### Dataset extract
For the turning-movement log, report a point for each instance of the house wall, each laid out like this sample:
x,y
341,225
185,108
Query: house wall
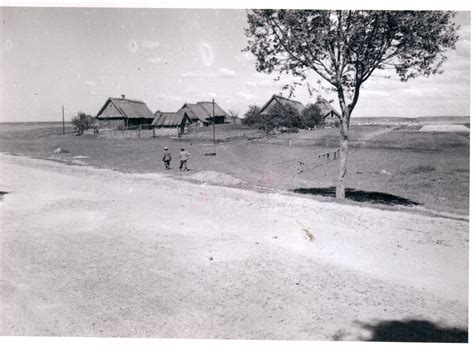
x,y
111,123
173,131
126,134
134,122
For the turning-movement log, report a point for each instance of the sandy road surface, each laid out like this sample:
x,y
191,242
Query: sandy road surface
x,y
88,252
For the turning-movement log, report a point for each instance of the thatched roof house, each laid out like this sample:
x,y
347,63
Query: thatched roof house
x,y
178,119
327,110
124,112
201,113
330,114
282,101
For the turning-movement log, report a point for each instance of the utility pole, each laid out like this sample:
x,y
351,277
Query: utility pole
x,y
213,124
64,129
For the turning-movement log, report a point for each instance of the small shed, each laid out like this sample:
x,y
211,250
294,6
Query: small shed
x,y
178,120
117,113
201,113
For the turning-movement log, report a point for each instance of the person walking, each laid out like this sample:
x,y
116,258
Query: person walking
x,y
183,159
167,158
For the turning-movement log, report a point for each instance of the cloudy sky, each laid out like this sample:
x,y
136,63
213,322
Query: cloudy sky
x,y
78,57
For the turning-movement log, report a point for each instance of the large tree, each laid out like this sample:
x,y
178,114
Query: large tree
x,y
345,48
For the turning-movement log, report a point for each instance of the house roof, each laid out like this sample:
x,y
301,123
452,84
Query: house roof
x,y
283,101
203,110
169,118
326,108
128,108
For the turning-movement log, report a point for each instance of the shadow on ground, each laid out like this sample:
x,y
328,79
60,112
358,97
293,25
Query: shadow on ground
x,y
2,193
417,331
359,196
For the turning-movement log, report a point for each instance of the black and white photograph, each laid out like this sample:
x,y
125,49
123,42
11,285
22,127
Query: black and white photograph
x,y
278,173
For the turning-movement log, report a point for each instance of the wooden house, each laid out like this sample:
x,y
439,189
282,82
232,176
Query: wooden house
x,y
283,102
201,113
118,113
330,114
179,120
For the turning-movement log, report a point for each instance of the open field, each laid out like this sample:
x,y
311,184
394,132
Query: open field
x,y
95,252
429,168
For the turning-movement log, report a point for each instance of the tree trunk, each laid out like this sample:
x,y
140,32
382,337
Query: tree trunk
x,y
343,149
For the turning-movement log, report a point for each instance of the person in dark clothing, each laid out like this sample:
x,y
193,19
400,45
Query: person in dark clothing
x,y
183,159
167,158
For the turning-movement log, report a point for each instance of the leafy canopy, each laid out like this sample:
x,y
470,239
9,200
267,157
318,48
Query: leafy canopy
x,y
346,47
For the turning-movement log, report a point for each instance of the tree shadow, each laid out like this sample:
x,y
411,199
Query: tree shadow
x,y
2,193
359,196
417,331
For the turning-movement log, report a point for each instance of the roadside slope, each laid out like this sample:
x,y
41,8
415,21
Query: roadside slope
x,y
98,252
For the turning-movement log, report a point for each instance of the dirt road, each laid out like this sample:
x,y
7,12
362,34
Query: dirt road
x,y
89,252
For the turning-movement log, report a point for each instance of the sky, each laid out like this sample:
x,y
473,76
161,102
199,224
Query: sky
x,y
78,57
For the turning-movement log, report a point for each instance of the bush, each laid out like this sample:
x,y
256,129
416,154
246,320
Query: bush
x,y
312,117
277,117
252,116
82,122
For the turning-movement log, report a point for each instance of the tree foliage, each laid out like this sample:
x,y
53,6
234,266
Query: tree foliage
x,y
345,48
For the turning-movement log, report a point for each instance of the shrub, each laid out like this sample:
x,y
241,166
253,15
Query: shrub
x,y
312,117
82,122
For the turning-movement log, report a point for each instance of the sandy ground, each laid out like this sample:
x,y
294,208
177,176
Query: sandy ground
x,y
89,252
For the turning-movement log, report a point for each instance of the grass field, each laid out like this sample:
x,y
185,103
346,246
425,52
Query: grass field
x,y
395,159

### Problem
Can you rewrite all the entries above as a single numbered list, one line per number, with blank lines dropped and any pictures left out?

### Result of this exercise
1. For the turning-movement log, report a point for each instance of the house wall, each laid out like this sample:
2. x,y
3. 341,225
4. 185,108
5. Query: house wall
6. x,y
7. 111,123
8. 173,131
9. 126,134
10. 134,122
11. For the turning-movement log, report a point for each instance of the sandy road surface, each laid out like this sample:
12. x,y
13. 191,242
14. Query: sandy road surface
15. x,y
16. 88,252
17. For the turning-movement log, report a point for each instance of the thatched roof house, each laid out like this sample:
18. x,y
19. 347,63
20. Query: thatched roof house
21. x,y
22. 178,119
23. 327,110
24. 124,112
25. 201,113
26. 330,114
27. 282,101
28. For the turning-movement log, report a point for each instance of the utility pole, each laid out like this sample:
29. x,y
30. 351,277
31. Query: utility pole
32. x,y
33. 213,124
34. 64,129
35. For the turning-movement log, report a point for each instance of the small shed, each laid out like this sample:
36. x,y
37. 211,250
38. 294,6
39. Query: small shed
40. x,y
41. 178,120
42. 117,113
43. 201,113
44. For the turning-movement log, report a point for each instance of the person walking, each laid out like this sample:
45. x,y
46. 116,258
47. Query: person walking
48. x,y
49. 183,159
50. 167,158
51. For the turning-movement log, report a point for each instance of the cloudy sky, each laid out like this sample:
52. x,y
53. 136,63
54. 213,322
55. Query: cloudy sky
56. x,y
57. 78,57
58. For the turning-movement log, report a point for each instance of the large tree, each laid out like this sample:
59. x,y
60. 178,114
61. Query: large tree
62. x,y
63. 345,48
64. For the turning-movement log, report a point for each instance of the house roof, each laid out like this sample:
65. x,y
66. 301,123
67. 452,84
68. Query: house roof
69. x,y
70. 283,101
71. 203,110
72. 169,118
73. 326,108
74. 128,108
75. For the turning-movement log, report a point for each instance of the shadow on ground, each laid out like this sample:
76. x,y
77. 328,79
78. 60,112
79. 358,97
80. 293,25
81. Query: shadow on ground
82. x,y
83. 2,193
84. 417,331
85. 359,196
86. For the turning-movement log, report a point for each instance of the black and white photograph, each laid out like this sample:
87. x,y
88. 125,49
89. 123,42
90. 11,285
91. 22,127
92. Query: black and white photograph
93. x,y
94. 278,173
95. For the turning-movement log, report a point for each instance of the wooden house, each laid out like this sample:
96. x,y
97. 439,189
98. 282,82
99. 232,176
100. Query: wooden house
101. x,y
102. 283,102
103. 201,113
104. 118,113
105. 330,114
106. 179,120
107. For the turning-movement log, report a point for each instance of the open field, each laid out like this sample:
108. x,y
109. 311,184
110. 394,132
111. Query: open field
112. x,y
113. 95,252
114. 429,168
115. For the turning-movement log, report a point for each instance of the tree trunk, each laid out like this sample:
116. x,y
117. 140,32
118. 382,337
119. Query: tree trunk
120. x,y
121. 343,149
122. For the turning-movement log, report a point for each instance of the person in dark clothing, each laid out like this sample:
123. x,y
124. 193,19
125. 400,45
126. Query: person in dark clothing
127. x,y
128. 183,159
129. 167,158
130. For the turning-movement log, report a point for each instance of the leafy canopy, each laid out like this sample:
131. x,y
132. 470,239
133. 9,200
134. 267,157
135. 318,48
136. Query: leafy canopy
137. x,y
138. 346,47
139. For the turning-movement log, report a point for each instance of the tree shadow, each laid out like this sample:
140. x,y
141. 411,199
142. Query: tree shadow
143. x,y
144. 2,193
145. 359,196
146. 417,331
147. For the turning-movement log, report a point for each instance of the roadside slope, each laid out like this sample:
148. x,y
149. 41,8
150. 415,21
151. Query: roadside slope
152. x,y
153. 98,252
154. For the turning-movement log, report a point for each instance of the dirt road, each laid out like this sample:
155. x,y
156. 7,12
157. 362,34
158. Query: dirt road
159. x,y
160. 89,252
161. For the turning-movement log, report a point for each instance of the sky, each laid out like this sample:
162. x,y
163. 473,76
164. 161,102
165. 199,224
166. Query: sky
167. x,y
168. 78,57
169. For the turning-movement log, report a point for each instance of the bush, each laid out like this sample:
170. x,y
171. 256,129
172. 416,154
173. 246,320
174. Query: bush
175. x,y
176. 312,117
177. 277,117
178. 252,116
179. 82,122
180. For the turning-movement log, report a point for each instance of the tree foliage, each laid out like this sample:
181. x,y
182. 53,6
183. 234,266
184. Query: tree foliage
185. x,y
186. 345,48
187. For the turning-movement log, report a point for each instance of the shrub, each laid out like this sample:
188. x,y
189. 241,166
190. 253,15
191. Query: shrub
192. x,y
193. 312,117
194. 82,122
195. For the turning-movement log, report a point for each instance of the sandy ground, each laid out like this sample:
196. x,y
197. 294,208
198. 177,176
199. Query: sandy ground
200. x,y
201. 89,252
202. For the turning-movement log, report a point for each instance of the grass field, each laid out like this sample:
203. x,y
204. 185,103
205. 346,246
206. 425,52
207. Query: grass field
208. x,y
209. 395,159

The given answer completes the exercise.